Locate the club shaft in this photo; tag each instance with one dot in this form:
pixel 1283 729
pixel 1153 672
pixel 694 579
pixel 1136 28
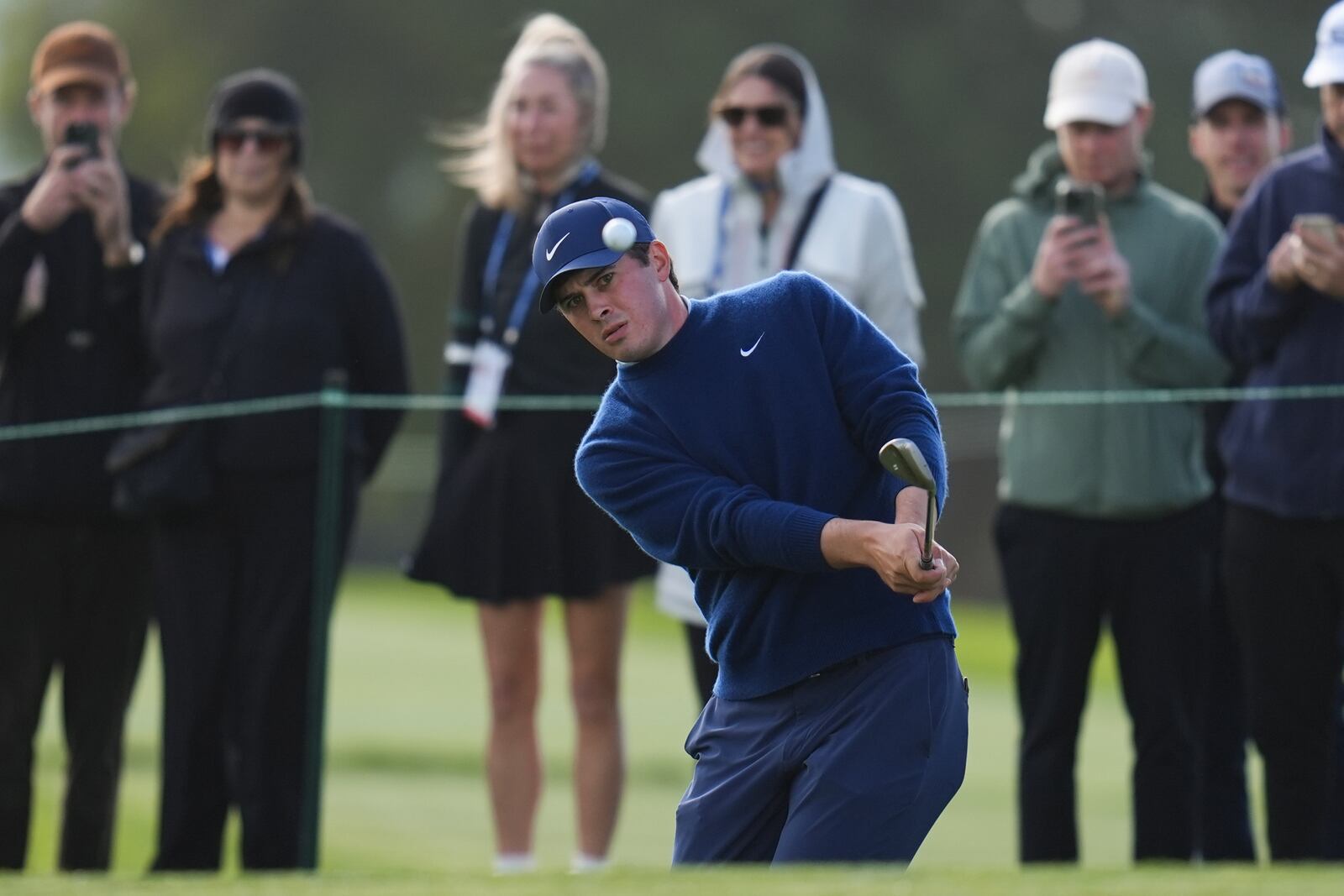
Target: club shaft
pixel 931 520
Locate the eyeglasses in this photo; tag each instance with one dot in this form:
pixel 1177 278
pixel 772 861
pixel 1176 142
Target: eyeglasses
pixel 765 116
pixel 266 141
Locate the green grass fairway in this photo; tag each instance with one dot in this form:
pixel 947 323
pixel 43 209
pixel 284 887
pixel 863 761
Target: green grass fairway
pixel 405 804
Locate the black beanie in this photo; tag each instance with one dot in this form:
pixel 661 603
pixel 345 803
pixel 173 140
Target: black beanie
pixel 257 93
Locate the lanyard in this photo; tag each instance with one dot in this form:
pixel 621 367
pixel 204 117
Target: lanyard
pixel 795 244
pixel 528 289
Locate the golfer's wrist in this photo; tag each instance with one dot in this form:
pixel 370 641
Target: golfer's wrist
pixel 844 543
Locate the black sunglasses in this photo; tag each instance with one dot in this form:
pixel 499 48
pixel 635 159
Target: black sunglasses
pixel 266 141
pixel 766 116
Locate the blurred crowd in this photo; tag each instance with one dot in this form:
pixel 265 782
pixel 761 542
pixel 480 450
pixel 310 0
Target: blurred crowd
pixel 1206 539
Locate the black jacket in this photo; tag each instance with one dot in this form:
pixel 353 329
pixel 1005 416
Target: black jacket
pixel 81 355
pixel 315 298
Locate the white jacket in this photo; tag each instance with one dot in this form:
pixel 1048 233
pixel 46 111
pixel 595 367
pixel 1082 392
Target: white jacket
pixel 858 244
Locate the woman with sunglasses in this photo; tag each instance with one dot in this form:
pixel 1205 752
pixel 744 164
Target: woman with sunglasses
pixel 252 291
pixel 510 524
pixel 772 199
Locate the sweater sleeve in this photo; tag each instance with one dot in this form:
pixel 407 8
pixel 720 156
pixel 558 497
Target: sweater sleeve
pixel 1173 349
pixel 680 512
pixel 999 322
pixel 890 291
pixel 1247 315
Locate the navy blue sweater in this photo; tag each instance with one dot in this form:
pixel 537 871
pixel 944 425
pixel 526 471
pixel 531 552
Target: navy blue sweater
pixel 729 461
pixel 1283 457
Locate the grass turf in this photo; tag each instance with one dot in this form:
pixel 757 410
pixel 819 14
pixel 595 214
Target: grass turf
pixel 405 806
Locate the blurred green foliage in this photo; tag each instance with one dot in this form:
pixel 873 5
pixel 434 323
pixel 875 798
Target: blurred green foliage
pixel 941 101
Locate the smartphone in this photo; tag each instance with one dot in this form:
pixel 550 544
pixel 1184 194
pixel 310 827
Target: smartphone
pixel 82 134
pixel 1081 201
pixel 1320 224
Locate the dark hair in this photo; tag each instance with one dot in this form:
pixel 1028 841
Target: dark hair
pixel 201 195
pixel 640 253
pixel 772 65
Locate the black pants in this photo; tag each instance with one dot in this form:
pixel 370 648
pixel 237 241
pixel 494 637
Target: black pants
pixel 76 597
pixel 706 671
pixel 1223 831
pixel 234 591
pixel 1065 575
pixel 1290 644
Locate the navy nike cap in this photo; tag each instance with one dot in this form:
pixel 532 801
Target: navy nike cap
pixel 571 239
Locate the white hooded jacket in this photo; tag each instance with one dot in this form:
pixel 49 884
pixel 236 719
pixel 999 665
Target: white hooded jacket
pixel 857 242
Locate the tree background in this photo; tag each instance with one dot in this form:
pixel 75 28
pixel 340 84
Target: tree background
pixel 941 101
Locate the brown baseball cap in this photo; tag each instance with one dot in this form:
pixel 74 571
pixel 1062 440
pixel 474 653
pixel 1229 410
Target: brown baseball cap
pixel 80 53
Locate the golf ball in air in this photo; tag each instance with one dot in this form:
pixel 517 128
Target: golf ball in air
pixel 618 234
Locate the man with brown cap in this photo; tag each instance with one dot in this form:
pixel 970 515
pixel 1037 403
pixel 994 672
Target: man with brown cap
pixel 74 578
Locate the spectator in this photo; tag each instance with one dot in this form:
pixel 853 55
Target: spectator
pixel 1276 308
pixel 76 579
pixel 246 268
pixel 1104 506
pixel 772 201
pixel 1236 132
pixel 510 524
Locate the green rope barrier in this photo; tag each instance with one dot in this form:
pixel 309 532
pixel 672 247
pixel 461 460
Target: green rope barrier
pixel 161 416
pixel 944 401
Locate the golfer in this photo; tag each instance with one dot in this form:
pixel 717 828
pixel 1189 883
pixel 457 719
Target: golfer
pixel 739 439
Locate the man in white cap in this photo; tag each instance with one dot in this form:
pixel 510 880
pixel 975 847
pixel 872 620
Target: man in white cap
pixel 1276 307
pixel 1104 506
pixel 1238 128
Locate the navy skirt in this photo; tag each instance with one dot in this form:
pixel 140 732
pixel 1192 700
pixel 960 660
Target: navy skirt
pixel 510 520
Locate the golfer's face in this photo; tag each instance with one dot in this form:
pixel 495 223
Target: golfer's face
pixel 622 309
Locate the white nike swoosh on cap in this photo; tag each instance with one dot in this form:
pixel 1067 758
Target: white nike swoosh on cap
pixel 551 254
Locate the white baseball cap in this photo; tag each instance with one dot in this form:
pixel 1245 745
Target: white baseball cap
pixel 1327 66
pixel 1095 81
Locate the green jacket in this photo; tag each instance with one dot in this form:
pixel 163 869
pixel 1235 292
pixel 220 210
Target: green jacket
pixel 1095 459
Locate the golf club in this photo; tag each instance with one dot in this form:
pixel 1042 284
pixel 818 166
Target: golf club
pixel 905 461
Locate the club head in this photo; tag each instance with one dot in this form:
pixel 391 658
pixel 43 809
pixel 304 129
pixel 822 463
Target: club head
pixel 905 461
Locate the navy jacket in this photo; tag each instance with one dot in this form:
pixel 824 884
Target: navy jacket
pixel 732 448
pixel 1283 457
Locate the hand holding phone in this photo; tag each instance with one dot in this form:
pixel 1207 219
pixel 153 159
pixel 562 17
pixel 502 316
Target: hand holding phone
pixel 84 134
pixel 1077 199
pixel 1319 224
pixel 1317 254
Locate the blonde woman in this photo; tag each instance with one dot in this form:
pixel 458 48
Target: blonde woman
pixel 510 524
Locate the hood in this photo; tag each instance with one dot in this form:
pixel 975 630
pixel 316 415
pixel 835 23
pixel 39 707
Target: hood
pixel 1045 165
pixel 803 168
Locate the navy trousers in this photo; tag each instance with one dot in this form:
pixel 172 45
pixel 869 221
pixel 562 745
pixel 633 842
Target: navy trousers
pixel 853 763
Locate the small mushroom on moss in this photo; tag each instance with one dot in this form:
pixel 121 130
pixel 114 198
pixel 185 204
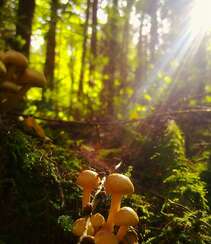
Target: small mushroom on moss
pixel 88 240
pixel 97 221
pixel 124 218
pixel 3 69
pixel 88 180
pixel 79 227
pixel 10 87
pixel 105 237
pixel 15 63
pixel 117 185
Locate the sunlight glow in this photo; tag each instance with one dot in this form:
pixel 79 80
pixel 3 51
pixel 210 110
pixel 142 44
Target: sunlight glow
pixel 201 16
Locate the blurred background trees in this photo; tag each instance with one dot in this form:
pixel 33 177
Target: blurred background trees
pixel 114 58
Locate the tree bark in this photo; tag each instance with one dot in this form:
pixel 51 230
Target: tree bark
pixel 153 30
pixel 25 15
pixel 51 45
pixel 125 44
pixel 110 68
pixel 84 51
pixel 140 70
pixel 93 44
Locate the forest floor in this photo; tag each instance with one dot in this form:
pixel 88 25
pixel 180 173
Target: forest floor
pixel 39 199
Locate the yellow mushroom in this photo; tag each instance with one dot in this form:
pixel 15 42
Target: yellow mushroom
pixel 97 221
pixel 117 185
pixel 105 237
pixel 88 240
pixel 79 227
pixel 88 180
pixel 124 218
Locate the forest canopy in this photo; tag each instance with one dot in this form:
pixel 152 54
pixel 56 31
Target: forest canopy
pixel 115 86
pixel 117 58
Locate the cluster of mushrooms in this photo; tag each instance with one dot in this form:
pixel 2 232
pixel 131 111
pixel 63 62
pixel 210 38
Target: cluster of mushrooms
pixel 94 228
pixel 16 78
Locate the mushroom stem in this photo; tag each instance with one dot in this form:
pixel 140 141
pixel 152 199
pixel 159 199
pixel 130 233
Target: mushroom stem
pixel 115 206
pixel 122 232
pixel 86 196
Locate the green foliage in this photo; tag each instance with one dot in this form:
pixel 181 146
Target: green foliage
pixel 38 183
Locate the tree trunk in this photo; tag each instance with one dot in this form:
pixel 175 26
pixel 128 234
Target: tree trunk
pixel 140 70
pixel 2 3
pixel 110 68
pixel 93 44
pixel 25 15
pixel 153 30
pixel 84 51
pixel 125 44
pixel 51 45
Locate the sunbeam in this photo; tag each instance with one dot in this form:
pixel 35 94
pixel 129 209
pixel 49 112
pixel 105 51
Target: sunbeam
pixel 195 26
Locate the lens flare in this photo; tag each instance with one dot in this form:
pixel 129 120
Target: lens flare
pixel 201 16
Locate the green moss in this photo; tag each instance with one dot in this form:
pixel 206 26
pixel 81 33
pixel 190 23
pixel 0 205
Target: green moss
pixel 37 186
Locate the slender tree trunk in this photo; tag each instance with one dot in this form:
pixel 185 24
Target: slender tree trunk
pixel 51 45
pixel 125 44
pixel 84 51
pixel 2 3
pixel 153 30
pixel 110 68
pixel 140 70
pixel 24 23
pixel 93 44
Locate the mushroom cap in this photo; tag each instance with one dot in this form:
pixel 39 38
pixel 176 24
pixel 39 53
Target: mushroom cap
pixel 88 240
pixel 88 179
pixel 126 216
pixel 1 55
pixel 12 57
pixel 79 227
pixel 97 220
pixel 119 184
pixel 3 69
pixel 32 78
pixel 105 237
pixel 10 87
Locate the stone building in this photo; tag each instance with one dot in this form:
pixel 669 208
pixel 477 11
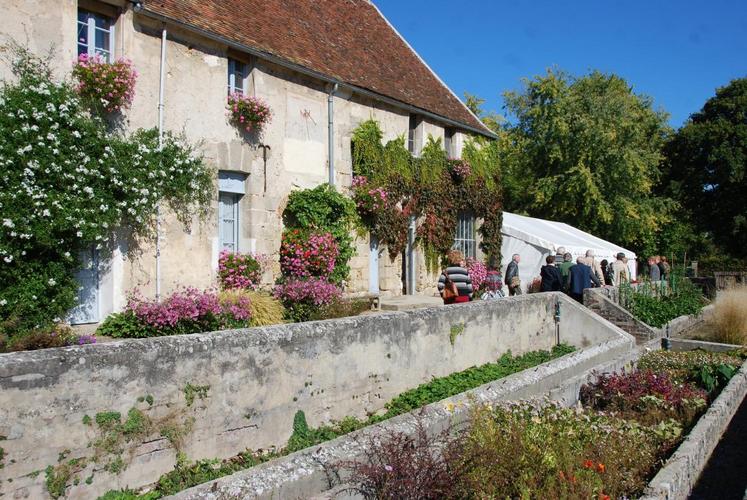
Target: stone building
pixel 323 66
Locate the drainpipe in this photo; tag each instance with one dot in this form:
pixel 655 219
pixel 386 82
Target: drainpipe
pixel 161 85
pixel 331 132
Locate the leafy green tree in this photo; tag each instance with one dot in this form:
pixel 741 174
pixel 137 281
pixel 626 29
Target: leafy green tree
pixel 586 151
pixel 705 167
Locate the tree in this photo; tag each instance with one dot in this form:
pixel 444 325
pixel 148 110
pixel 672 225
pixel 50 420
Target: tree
pixel 586 151
pixel 705 167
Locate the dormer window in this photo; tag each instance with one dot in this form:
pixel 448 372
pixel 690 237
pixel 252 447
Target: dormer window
pixel 95 35
pixel 238 76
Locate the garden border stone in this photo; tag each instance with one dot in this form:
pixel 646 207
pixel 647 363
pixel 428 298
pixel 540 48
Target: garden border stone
pixel 679 475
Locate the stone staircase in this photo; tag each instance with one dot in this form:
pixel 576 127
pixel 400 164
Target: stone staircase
pixel 599 301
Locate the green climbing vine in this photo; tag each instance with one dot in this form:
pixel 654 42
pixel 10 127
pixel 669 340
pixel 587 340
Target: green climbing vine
pixel 390 185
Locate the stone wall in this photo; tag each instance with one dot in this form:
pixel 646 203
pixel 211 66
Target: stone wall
pixel 291 153
pixel 216 394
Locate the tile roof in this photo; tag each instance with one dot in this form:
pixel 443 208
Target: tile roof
pixel 347 40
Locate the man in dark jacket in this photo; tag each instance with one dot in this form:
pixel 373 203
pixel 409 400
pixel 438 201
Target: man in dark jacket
pixel 580 278
pixel 512 276
pixel 552 281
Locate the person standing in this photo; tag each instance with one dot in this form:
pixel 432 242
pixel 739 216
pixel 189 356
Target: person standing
pixel 580 279
pixel 455 276
pixel 512 276
pixel 596 268
pixel 552 281
pixel 620 272
pixel 565 268
pixel 664 268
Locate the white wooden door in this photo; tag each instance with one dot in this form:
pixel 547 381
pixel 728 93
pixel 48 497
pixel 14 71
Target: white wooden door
pixel 373 266
pixel 87 310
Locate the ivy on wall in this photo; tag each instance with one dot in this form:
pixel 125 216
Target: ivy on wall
pixel 390 185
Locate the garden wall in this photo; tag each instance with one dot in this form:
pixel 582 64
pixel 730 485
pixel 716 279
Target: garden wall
pixel 216 394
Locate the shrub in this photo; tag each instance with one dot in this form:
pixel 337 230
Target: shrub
pixel 656 306
pixel 240 270
pixel 123 325
pixel 324 210
pixel 43 338
pixel 730 316
pixel 524 452
pixel 248 112
pixel 236 308
pixel 307 254
pixel 185 311
pixel 398 465
pixel 645 396
pixel 110 86
pixel 266 309
pixel 303 298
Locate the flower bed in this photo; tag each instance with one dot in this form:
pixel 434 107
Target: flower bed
pixel 188 474
pixel 609 446
pixel 185 311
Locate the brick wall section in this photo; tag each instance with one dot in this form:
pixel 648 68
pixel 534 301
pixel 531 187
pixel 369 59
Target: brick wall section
pixel 597 300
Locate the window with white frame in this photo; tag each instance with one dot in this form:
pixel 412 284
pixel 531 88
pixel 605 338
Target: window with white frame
pixel 231 188
pixel 449 134
pixel 95 34
pixel 464 237
pixel 238 76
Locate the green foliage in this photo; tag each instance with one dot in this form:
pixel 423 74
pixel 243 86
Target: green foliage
pixel 390 186
pixel 192 391
pixel 123 325
pixel 456 383
pixel 587 150
pixel 68 184
pixel 108 419
pixel 325 210
pixel 705 167
pixel 657 306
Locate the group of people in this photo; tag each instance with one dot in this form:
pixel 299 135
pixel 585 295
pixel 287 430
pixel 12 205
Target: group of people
pixel 587 272
pixel 560 273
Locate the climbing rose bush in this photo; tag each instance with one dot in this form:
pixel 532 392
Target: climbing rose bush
pixel 240 270
pixel 460 169
pixel 67 184
pixel 109 85
pixel 307 254
pixel 248 112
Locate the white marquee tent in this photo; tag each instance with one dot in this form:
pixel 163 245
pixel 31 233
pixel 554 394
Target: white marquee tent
pixel 534 239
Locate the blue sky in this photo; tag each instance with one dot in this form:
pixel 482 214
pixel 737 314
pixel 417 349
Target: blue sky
pixel 677 52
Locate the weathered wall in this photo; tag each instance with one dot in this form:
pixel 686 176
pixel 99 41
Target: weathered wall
pixel 195 93
pixel 258 378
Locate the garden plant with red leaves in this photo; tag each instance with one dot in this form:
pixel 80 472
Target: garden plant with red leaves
pixel 645 396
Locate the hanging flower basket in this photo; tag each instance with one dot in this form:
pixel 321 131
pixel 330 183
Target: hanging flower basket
pixel 248 112
pixel 108 85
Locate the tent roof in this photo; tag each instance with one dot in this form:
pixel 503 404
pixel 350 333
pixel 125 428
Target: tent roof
pixel 552 235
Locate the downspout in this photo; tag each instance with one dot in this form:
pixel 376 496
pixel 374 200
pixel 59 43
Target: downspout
pixel 331 132
pixel 161 86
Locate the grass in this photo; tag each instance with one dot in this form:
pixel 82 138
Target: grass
pixel 730 316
::::
▶ _What you need to do_: All that is needed is the exact run of lines above from the line containing "pixel 443 208" through the line containing "pixel 337 230", both of them included.

▶ _Result of this task_:
pixel 443 208
Target: tile roof
pixel 347 40
Locate the man in dark jacket in this photo; tag each instance with one dot in this form:
pixel 373 203
pixel 409 400
pixel 438 201
Target: man in dark jacket
pixel 580 278
pixel 512 276
pixel 552 281
Locate the person standing in this photo; tag each instance with one dot in this form:
pixel 432 242
pixel 739 216
pixel 189 356
Target: person standing
pixel 580 279
pixel 455 276
pixel 512 276
pixel 596 268
pixel 552 281
pixel 620 272
pixel 565 268
pixel 664 268
Locate the white wooden door in this photo; tag each instance with one dot in this form:
pixel 547 381
pixel 728 93
pixel 48 497
pixel 14 71
Target: white wooden door
pixel 373 266
pixel 87 310
Locate the ivy on wall in this photo; tag each instance with one dot in this form:
pixel 125 216
Target: ivy on wall
pixel 390 185
Locate the garden wall in this photo; tag each instance with one dot in this form:
pixel 582 64
pixel 730 485
pixel 716 279
Target: garden wall
pixel 216 394
Locate the shrub in this photo; tag each instance with one dot in this form:
pixel 337 230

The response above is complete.